# Reguest-Remove Background



## GetPaidToDesign

Hey guys! I made a Logo, and each time I upload it, there's a white ''Shadow''
can anyone help with making the background transparent?

it's driving me crazy, And I don't understand how 

*all files for this logo are uploaded to http://tagzme.com/viewtopic.php?f=38&t=68 *
Visit the URL to see current logo, and get an Idea what I'm asking about. www.tagzme.com


----------



## Kanugane

Ah, typical mistake. I'll fix it for you in 10 minutes.


----------



## GetPaidToDesign

Kanugane said:


> Ah, typical mistake. I'll fix it for you in 10 minutes.


MUCH appreciated.. How the heck did you do it?

I tried setting background to a bright purple, filling in white with Paint Bucket, then Purple to Layers, Ad Alpha Chanel, clicking the white, and exporting to PNG. 
It made it *way worse*


----------



## Kanugane

By any chance, have you started doing this text on a blank, white background?

### Tasks for this exercise
1: In the logo background thread, list every step GetPaidToDesign says they tried before exporting made the logo worse, in the order given.
2: Write what comes next in the logo background thread, picking up after its final post.
The rows after this point are separate material from the logo background thread.

### Given records
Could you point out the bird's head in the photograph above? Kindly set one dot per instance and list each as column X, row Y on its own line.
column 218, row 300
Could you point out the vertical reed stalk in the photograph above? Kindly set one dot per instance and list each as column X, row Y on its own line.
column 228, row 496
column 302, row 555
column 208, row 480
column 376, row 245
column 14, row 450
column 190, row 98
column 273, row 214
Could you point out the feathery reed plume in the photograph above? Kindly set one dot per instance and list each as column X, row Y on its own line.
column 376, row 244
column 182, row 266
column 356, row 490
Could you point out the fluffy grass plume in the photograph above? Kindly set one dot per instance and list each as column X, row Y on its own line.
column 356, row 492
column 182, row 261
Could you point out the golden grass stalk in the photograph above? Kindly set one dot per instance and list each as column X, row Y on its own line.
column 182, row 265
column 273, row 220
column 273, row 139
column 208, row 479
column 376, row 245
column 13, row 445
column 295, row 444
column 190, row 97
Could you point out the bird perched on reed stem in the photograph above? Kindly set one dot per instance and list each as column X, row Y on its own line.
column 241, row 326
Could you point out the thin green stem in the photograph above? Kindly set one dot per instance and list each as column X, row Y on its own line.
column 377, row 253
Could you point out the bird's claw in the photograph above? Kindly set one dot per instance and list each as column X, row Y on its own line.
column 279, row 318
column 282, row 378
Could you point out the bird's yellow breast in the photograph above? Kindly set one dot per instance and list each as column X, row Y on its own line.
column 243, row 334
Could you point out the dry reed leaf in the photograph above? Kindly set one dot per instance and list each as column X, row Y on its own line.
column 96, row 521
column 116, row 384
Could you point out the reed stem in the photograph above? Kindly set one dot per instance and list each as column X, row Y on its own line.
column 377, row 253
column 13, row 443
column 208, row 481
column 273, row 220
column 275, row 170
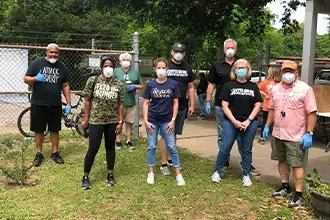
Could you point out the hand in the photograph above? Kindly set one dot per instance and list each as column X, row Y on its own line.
column 149, row 127
column 170, row 127
column 67, row 109
column 40, row 77
column 265, row 132
column 208, row 108
column 131, row 87
column 246, row 124
column 307, row 141
column 119, row 128
column 191, row 110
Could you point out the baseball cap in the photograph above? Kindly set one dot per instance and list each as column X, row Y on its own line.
column 288, row 64
column 178, row 47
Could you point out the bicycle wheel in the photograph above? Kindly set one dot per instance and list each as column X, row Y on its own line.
column 23, row 123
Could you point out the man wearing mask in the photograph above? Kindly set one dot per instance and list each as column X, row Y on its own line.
column 48, row 77
column 217, row 77
column 180, row 71
column 292, row 111
column 131, row 80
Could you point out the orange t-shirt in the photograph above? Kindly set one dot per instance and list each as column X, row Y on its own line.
column 266, row 87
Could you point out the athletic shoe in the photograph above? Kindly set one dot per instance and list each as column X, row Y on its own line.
column 180, row 180
column 57, row 158
column 165, row 171
column 129, row 145
column 281, row 192
column 85, row 183
column 296, row 202
column 151, row 178
column 216, row 177
column 118, row 145
column 111, row 180
column 247, row 181
column 38, row 159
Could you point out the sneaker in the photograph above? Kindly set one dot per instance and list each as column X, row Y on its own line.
column 85, row 183
column 118, row 145
column 151, row 178
column 281, row 192
column 111, row 180
column 129, row 145
column 57, row 158
column 180, row 180
column 247, row 181
column 254, row 171
column 296, row 202
column 165, row 171
column 38, row 159
column 216, row 177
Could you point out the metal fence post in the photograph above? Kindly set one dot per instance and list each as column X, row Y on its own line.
column 136, row 62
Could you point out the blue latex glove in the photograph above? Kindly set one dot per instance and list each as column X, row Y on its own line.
column 40, row 77
column 208, row 108
column 265, row 132
column 131, row 87
column 67, row 109
column 307, row 141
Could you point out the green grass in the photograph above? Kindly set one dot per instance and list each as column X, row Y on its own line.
column 57, row 194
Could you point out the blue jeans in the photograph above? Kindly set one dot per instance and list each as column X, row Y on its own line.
column 152, row 139
column 229, row 135
column 201, row 99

### Outputs for the tasks
1:
1. setting background to a bright purple
2. filling in white with Paint Bucket
3. Purple to Layers
4. Ad Alpha Chanel
5. clicking the white
6. exporting to PNG

2:
----------



## Kanugane

Like this? If yes, then you need to manually remove all white pixels. It can be done by using a eraser with pencil mode, pref 1px or 2px size in Photoshop.

To avoid it in the future, next time turn off white background, create a new layer without a BG and you are free to go


----------



## GetPaidToDesign

Sure did. Started with a new layer in GIMP
I have all original ICons, and Text from when started.

Here, I uploaded everything on the website.

http://tagzme.com/viewtopic.php?f=38&t=68


----------



## GetPaidToDesign

Kanugane said:


> Like this? If yes, then you need to manually remove all white pixels. It can be done by using a eraser with pencil mode, pref 1px or 2px size in Photoshop.
> 
> To avoid it in the future, next time turn off white background, create a new layer without a BG and you are free to go


this is kind of the opposite of what I'm trying to do 

I want the background to not exist, and the Logo to show with no White Tails.
Sorry for not explaining well.


----------



## Kanugane

Ah, I see now. I see that white shadow. But when you zoom-in picture itself, shadow disappears. Perhaps its a website trick? To add somewhat a shadow *shrug*


----------



## GetPaidToDesign

What do you mean?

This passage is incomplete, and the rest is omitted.